## EXERCISE
Could you continue the news report below on coronavirus testing for essential workers, starting right after its last sentence?

## TEXT SEGMENT
***

Health Secretary Matt Hancock announced the move today, in what could be considered a U-turn on previous policy which said contact tracing was not useful after the ‘containment’ phase of the response had passed.
He said: “From tomorrow, any essential workers who need a test will be able to book an appointment on gov.uk themselves, directly.
“This all applies for people in essential workers’ households too who need a test.
“It’s all part of getting Britain back on her feet.”
Testing will be available in NHS hospitals, in regional test centres, and at satellite centres. Home test kits and mobile testing units would also be introduced.
Mr Hancock said testing was also being used to establish how many people have and have had coronavirus.
“These are critical pieces of information to inform our battle against this novel virus,” he said.
Initially, 25,000 people would take part, with plans to expand it to 300,000 over the next 12 months.
Participants will provide regular samples taken from self-administered swabs and answer a few short questions.
He said letters had started to go out and appealed to anyone asked to become involved to do so.

***

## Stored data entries
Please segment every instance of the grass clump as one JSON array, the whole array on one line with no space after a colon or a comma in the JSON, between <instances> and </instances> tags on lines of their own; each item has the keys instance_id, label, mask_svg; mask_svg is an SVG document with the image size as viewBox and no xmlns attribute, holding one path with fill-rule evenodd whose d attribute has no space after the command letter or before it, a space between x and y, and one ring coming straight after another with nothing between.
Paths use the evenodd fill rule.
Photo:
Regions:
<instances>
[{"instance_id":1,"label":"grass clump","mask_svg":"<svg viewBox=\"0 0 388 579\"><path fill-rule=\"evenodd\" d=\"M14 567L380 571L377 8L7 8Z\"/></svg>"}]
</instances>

***

## RESPONSE TO THIS TASK
“The early signs from today are that there is huge enthusiasm from those who have received letters taking part in this survey,” he said.
Mr Hancock said infrastructure was being put in place so that contact tracing could be rolled out on a large scale.
“As we look ahead, this is critical to keep the virus under control,” he said.
Mr Hancock said a new NHS contact-tracing app was undergoing testing.
Anyone who became unwell with coronavirus symptoms would be able to inform the NHS through the app, which would then inform other users they had had significant contact with.
Professor John Newton, official coordinator for Covid-19 testing, said the Government is “on track” to reach 100,000 tests a day.
He said: “We have also introduced new tests, new types of test, so for example at least two NHS labs are now using a test that has no RNA extraction stage, which means no need for the chemical reagents which are in such high demand around the world.”
He added: “In addition, we have the three new lighthouse labs which are all now on stream – these are the ones in Milton Keynes, in Manchester and in Glasgow.
“Each of these labs will be able to process tens of thousands of tests per day and we’re introducing automation into those processes which really ramps up the capacity.
“We are currently on track to reach 100,000 tests a day. In fact, we’re somewhat ahead of where we thought we’d be at this stage.”
He added: “We’re going to have 48 of these pop-up facilities which can travel around the country to where they’re needed most – for example, in care homes.”
However Labour has criticised the Government for seemingly changing the goalposts on testing.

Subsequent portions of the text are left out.